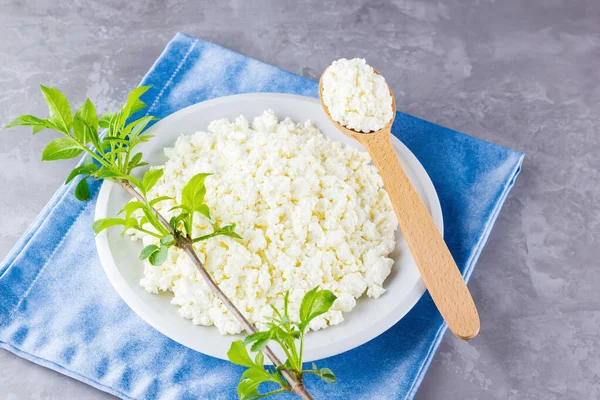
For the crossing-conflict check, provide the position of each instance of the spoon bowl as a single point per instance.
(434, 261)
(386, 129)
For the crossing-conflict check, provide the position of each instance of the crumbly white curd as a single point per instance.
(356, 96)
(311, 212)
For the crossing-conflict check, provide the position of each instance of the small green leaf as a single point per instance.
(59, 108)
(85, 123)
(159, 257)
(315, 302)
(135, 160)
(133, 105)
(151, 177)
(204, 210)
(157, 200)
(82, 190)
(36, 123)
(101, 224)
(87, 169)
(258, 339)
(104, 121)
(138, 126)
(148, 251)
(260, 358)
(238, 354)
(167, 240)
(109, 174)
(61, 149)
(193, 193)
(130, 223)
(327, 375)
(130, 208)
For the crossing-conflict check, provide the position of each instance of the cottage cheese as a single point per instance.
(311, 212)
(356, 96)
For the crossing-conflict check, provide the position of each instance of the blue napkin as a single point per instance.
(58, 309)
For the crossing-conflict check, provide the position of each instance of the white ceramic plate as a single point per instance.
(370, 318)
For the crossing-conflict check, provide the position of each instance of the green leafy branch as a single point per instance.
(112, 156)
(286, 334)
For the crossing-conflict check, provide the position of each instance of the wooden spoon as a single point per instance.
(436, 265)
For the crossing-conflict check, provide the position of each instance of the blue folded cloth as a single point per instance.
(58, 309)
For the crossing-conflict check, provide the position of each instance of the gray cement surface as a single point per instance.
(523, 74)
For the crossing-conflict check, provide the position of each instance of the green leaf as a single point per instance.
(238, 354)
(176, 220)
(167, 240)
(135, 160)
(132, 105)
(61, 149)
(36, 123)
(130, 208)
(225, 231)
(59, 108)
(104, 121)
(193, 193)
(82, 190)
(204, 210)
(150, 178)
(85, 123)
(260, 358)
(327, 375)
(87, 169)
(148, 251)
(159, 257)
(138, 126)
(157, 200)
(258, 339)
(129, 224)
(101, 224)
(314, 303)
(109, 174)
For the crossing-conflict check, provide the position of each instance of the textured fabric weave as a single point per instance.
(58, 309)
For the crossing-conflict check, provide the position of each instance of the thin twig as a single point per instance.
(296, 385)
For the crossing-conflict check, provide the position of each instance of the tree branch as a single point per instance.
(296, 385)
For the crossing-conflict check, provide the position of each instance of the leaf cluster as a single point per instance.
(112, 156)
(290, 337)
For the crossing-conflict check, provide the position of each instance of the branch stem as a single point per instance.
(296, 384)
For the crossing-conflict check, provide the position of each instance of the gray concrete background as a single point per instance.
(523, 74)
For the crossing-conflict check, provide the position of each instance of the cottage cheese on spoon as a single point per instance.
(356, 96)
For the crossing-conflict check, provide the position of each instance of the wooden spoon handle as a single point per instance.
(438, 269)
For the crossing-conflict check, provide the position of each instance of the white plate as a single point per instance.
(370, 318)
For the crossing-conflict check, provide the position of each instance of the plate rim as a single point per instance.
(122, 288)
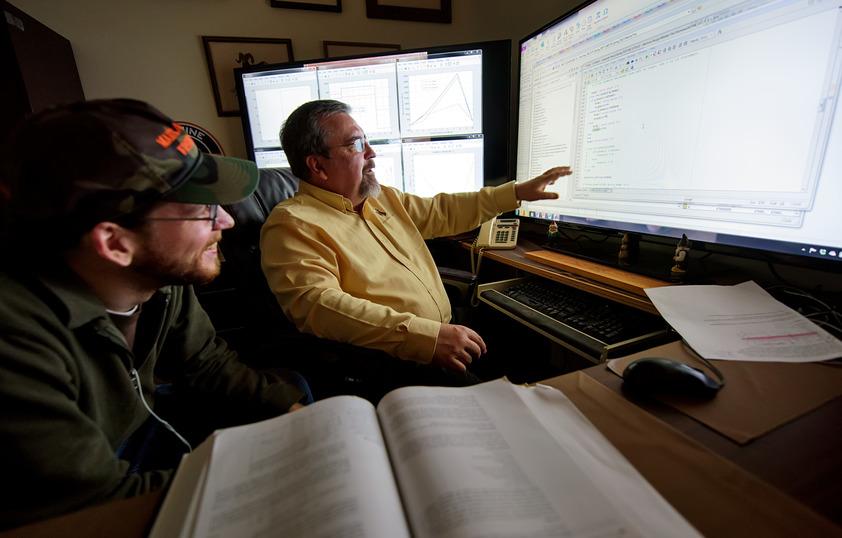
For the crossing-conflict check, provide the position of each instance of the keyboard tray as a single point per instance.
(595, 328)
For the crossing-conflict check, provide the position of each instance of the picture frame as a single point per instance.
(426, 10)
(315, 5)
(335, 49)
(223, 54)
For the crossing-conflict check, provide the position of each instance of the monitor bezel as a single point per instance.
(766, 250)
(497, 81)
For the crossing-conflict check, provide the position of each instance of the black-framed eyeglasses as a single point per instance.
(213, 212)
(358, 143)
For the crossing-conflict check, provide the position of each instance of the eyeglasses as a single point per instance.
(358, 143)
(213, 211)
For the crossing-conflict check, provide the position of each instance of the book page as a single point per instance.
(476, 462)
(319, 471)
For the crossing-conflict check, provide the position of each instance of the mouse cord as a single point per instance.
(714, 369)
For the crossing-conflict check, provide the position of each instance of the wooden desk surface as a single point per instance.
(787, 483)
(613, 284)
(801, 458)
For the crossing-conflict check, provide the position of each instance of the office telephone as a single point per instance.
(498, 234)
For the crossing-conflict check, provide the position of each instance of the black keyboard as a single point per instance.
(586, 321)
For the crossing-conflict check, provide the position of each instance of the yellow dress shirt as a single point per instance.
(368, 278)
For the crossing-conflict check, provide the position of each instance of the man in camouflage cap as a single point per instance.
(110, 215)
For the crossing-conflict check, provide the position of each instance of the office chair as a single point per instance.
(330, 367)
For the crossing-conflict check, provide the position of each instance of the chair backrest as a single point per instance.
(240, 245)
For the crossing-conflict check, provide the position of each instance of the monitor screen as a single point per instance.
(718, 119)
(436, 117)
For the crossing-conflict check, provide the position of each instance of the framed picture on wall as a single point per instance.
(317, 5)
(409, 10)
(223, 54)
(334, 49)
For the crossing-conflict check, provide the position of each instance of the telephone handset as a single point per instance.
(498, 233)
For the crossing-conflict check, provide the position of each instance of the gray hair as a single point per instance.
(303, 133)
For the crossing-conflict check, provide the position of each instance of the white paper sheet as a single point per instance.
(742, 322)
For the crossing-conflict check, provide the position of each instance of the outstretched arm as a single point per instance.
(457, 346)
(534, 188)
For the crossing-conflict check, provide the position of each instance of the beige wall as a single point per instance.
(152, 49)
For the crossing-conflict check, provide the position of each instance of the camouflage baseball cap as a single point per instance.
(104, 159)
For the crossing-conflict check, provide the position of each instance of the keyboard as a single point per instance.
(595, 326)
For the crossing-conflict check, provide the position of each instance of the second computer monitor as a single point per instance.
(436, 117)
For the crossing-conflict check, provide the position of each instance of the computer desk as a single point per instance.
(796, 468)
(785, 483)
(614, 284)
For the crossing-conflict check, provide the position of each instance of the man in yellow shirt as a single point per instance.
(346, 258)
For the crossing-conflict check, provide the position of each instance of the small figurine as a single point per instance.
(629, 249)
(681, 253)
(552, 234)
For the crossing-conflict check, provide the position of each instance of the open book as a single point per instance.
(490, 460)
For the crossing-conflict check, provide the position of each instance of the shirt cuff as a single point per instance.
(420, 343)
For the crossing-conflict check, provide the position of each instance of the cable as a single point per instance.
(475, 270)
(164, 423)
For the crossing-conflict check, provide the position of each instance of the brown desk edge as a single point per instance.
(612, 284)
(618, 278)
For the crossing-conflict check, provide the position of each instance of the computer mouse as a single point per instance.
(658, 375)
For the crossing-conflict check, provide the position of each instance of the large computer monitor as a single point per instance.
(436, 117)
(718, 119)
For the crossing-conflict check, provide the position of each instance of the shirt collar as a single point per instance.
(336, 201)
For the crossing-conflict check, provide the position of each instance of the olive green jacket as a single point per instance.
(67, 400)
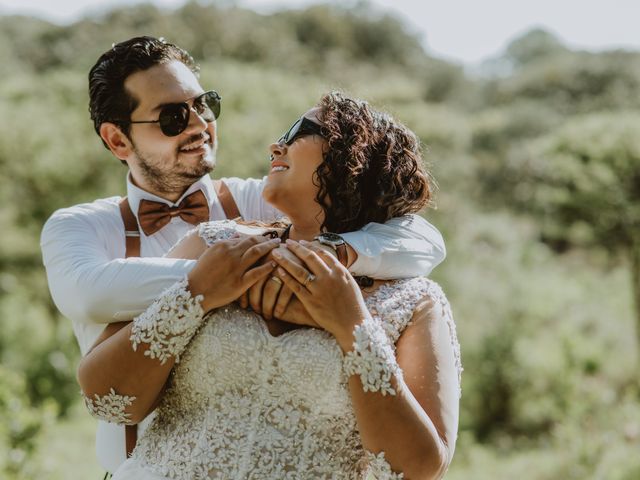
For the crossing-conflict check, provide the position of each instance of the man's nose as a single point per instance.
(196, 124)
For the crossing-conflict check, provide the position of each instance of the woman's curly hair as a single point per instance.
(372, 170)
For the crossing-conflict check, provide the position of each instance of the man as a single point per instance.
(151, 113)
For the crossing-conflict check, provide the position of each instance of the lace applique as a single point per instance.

════

TASK INSTRUCTIONS » Copy the records above line for line, with no changes, and leave the pictures out of your copy.

ANSWER TO THIS TASK »
For the crossing-conflict check, provide the position of each instance of the spoon bowl as a single point per instance.
(434, 261)
(386, 129)
For the crossing-conflict check, provide the position of each instance of the crumbly white curd as a single point per instance.
(356, 96)
(311, 212)
For the crossing-conflict check, provide the position of each instance of the small green leaf as a single point per instance.
(59, 108)
(85, 123)
(159, 257)
(315, 302)
(135, 160)
(133, 105)
(151, 177)
(204, 210)
(157, 200)
(82, 190)
(36, 123)
(101, 224)
(87, 169)
(258, 339)
(104, 121)
(138, 126)
(148, 251)
(260, 358)
(238, 354)
(167, 240)
(109, 174)
(61, 149)
(193, 193)
(130, 223)
(327, 375)
(130, 208)
For the crossing-conflict check, provide the position of each instance of the cottage cheese as a single point per instance.
(311, 212)
(356, 96)
For the crossing-conflict check, provide the position of each instance of the blue napkin as a single point per instance.
(58, 309)
For the crossing-conflict check, provide the position of each instance of the white ceramic plate as a single point per instance.
(370, 318)
For the crossing-conflict check, provide the position of each instance of the green leafy branch as a single point per instance.
(112, 156)
(286, 334)
For the crossing-conflict check, provide the position of each instance of the wooden spoon as a single point per instance.
(436, 265)
For the crossing-conflict check, provide the position of each instance of the blue folded cloth as a single point per instance.
(58, 309)
For the crossing-conflict check, provide the position of each instance of the gray cement surface as a single point per instance.
(523, 74)
For the crossing-conflict check, provide the position of each instance of the green leaf as a single point per instance.
(238, 354)
(176, 220)
(167, 240)
(135, 160)
(132, 105)
(61, 149)
(36, 123)
(130, 208)
(225, 231)
(59, 108)
(104, 121)
(193, 193)
(82, 190)
(204, 210)
(150, 178)
(85, 123)
(260, 358)
(327, 375)
(87, 169)
(148, 251)
(159, 257)
(138, 126)
(157, 200)
(258, 339)
(129, 224)
(101, 224)
(314, 303)
(109, 174)
For the crossing-conflict check, provide the position of each instance of the textured fabric weave as a single point per instance.
(58, 309)
For the crossing-conflict check, provide the position of each instance of the thin twig as a single point per instance.
(296, 385)
For the crossing-conflict check, provide the position of each instance of the tree branch as a single point per instance.
(296, 385)
For the crossing-conflict check, provide the position of each instance of the leaf cluster as a single point per instance.
(112, 156)
(290, 337)
For the crossing-conflict check, provide the position of each instance of the branch stem as a single point per instance.
(296, 384)
For the crossing-conflict check, provide the position of each instance of the gray concrete background as a single point per instance.
(523, 74)
For the crossing-conflict check, provide the position of each instance of the cottage cheese on spoon as a single point per instance.
(356, 96)
For the crossing-conflict check, provide the position of each instance of the wooden spoon handle as a single point per instance.
(438, 269)
For the crossing-conflict check, provide the position of each instance of the white plate as a single point per instance.
(370, 318)
For the crossing-conflict check, provide the position of each instance of the plate rim as a single point per instance.
(122, 288)
For the crossing-conflict check, provide the position of each instance of the keyboard tray as a single point per instance.
(595, 328)
For the crossing-conflict check, provide the position of each instance of the picture frame as a single point per instance.
(426, 10)
(315, 5)
(335, 49)
(223, 54)
For the crossing-conflict check, provide the position of each instance of the monitor bezel as a single point per instance.
(766, 250)
(497, 81)
For the crossing-conflict check, provide the position of each instance of the black-framed eyeglasses as a single point per instance.
(213, 212)
(358, 143)
For the crossing-conflict check, provide the position of each instance of the eyeglasses as a single point per instance.
(358, 143)
(213, 211)
For the crossing-conflict check, provide the position of each instance of the book page as a single point per instance.
(476, 462)
(319, 471)
For the crossing-conflict check, provide the position of each instance of the mouse cord as a single point per instance.
(714, 369)
For the crossing-conflict check, provide the position of each instance of the wooden desk surface as a single point per instance.
(787, 483)
(613, 284)
(801, 458)
For the crossing-conflict check, provide the position of each instance of the office telephone as a single point per instance.
(498, 234)
For the crossing-conflict check, provide the position of each instance of the black keyboard as a single point per instance.
(586, 321)
For the crossing-conflict check, provide the position of each instance of the yellow dress shirt as a single point per instance.
(368, 278)
For the crossing-conflict check, provide the position of each instance of the man in camouflage cap as a single point per instance.
(110, 215)
For the crossing-conflict check, provide the position of each instance of the office chair as a single point per instance.
(330, 367)
For the crossing-conflict check, provide the position of each instance of the chair backrest as a single point per instance.
(240, 245)
For the crossing-conflict check, provide the position of each instance of the monitor screen as a single point per instance.
(718, 119)
(436, 117)
For the crossing-conflict check, provide the position of each instance of the framed picture on wall as a single point per instance.
(317, 5)
(409, 10)
(223, 54)
(334, 49)
For the crossing-conflict check, provide the position of each instance of the telephone handset as a single point per instance.
(498, 233)
For the crossing-conflict check, provide the position of each instance of the gray hair as a single point per instance.
(303, 133)
For the crossing-conflict check, provide the position of each instance of the white paper sheet as a single point per instance.
(742, 322)
For the crossing-conflict check, provide the position of each instance of the outstretched arm as a single point per instance.
(457, 346)
(534, 188)
For the crossing-conflict check, provide the position of each instance of the beige wall as a single point per instance.
(152, 49)
For the crossing-conflict check, provide the position of each instance of the camouflage baseball cap as a single point per instance.
(104, 159)
For the crossing-conflict check, provide the position of each instance of the keyboard as a single point per instance.
(595, 326)
For the crossing-conflict check, provide the position of each instance of the second computer monitor as a single point per instance.
(436, 117)
For the crossing-conflict check, provide the position of each instance of the computer desk as a single point per instance.
(796, 468)
(785, 483)
(614, 284)
For the crossing-conflict check, provide the position of each instance of the man in yellow shirt as a single point per instance.
(346, 258)
For the crossing-conflict check, provide the position of each instance of the small figurine as a single point per instance.
(629, 249)
(681, 253)
(552, 234)
For the crossing-conflict check, provide the position of each instance of the open book as a single point per instance.
(490, 460)
For the crossing-conflict check, provide the position of each instance of the shirt cuff as a single point per instance.
(420, 343)
For the crossing-conflict check, provide the position of each instance of the cable as a single point per instance.
(475, 270)
(164, 423)
For the crossing-conflict check, provide the position of each instance of the brown desk edge as a single point per instance.
(612, 284)
(618, 278)
For the crossing-conflict check, provide the position of each instance of the computer mouse as a single point per instance.
(658, 375)
For the crossing-conflict check, provide the position of each instance of the large computer monitor as a single point per instance.
(436, 117)
(718, 119)
For the crossing-conflict check, provide the position of each instance of the shirt collar as a single point per instance.
(336, 201)
For the crossing-conflict check, provide the position of each instance of the olive green jacket as a single point per instance.
(67, 400)
For the crossing-conflict check, provide the position of each instance of the man's nose as a single point per instance.
(196, 124)
For the crossing-conflict check, provide the position of each instance of the woman's curly hair as a single point per instance.
(372, 170)
For the crossing-conflict check, provide the position of each instance of the man as a single point per instance.
(151, 113)
For the crossing-conflict check, provide the position of each instance of the lace applique as a single point per instance.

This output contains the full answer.